:: Excerpted text ::
*****
As I was helping myself to the smorgasbord, I noticed another plastic sign. This one read, “Please use a clean plate for each trip to the buffet bar.” It reminded me of the best way to approach each new day—with a clean slate. Let go of what’s sullied. Let the soiled be washed away. Start fresh. Use a new wineskin for the new wine, lest ruination. What are you still carrying that needs cleansing?

There was an abundance of food laid out, plenty enough for all present. If every customer wanted pork lo mein, then pork lo mein would continuously be provided until all had their fill. One’s gain would not mean another’s loss. Neither is life a zero-sum game. There is more than enough to go around. Why then, I asked myself, do I sometimes fret that I will be left short-changed? Do you ever fear lack of universal supply? It is only an illusion.
*****
:: Data ::

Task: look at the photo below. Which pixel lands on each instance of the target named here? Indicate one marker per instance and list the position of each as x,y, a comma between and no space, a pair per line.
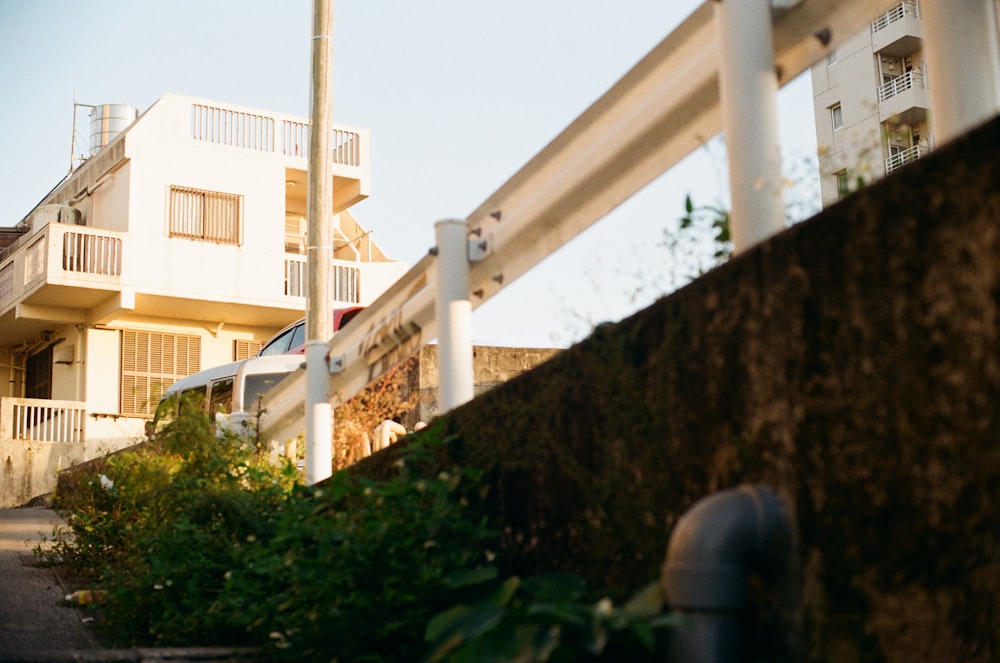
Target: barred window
*****
:: What to work on ::
a) In the buffet text, which dish would keep being provided until everyone had their fill if every customer wanted it?
b) Reproduce the stretch of the buffet text from "As I was helping" through "that needs cleansing?".

:: Answer list ::
a) Pork lo mein

b)
As I was helping myself to the smorgasbord, I noticed another plastic sign. This one read, “Please use a clean plate for each trip to the buffet bar.” It reminded me of the best way to approach each new day—with a clean slate. Let go of what’s sullied. Let the soiled be washed away. Start fresh. Use a new wineskin for the new wine, lest ruination. What are you still carrying that needs cleansing?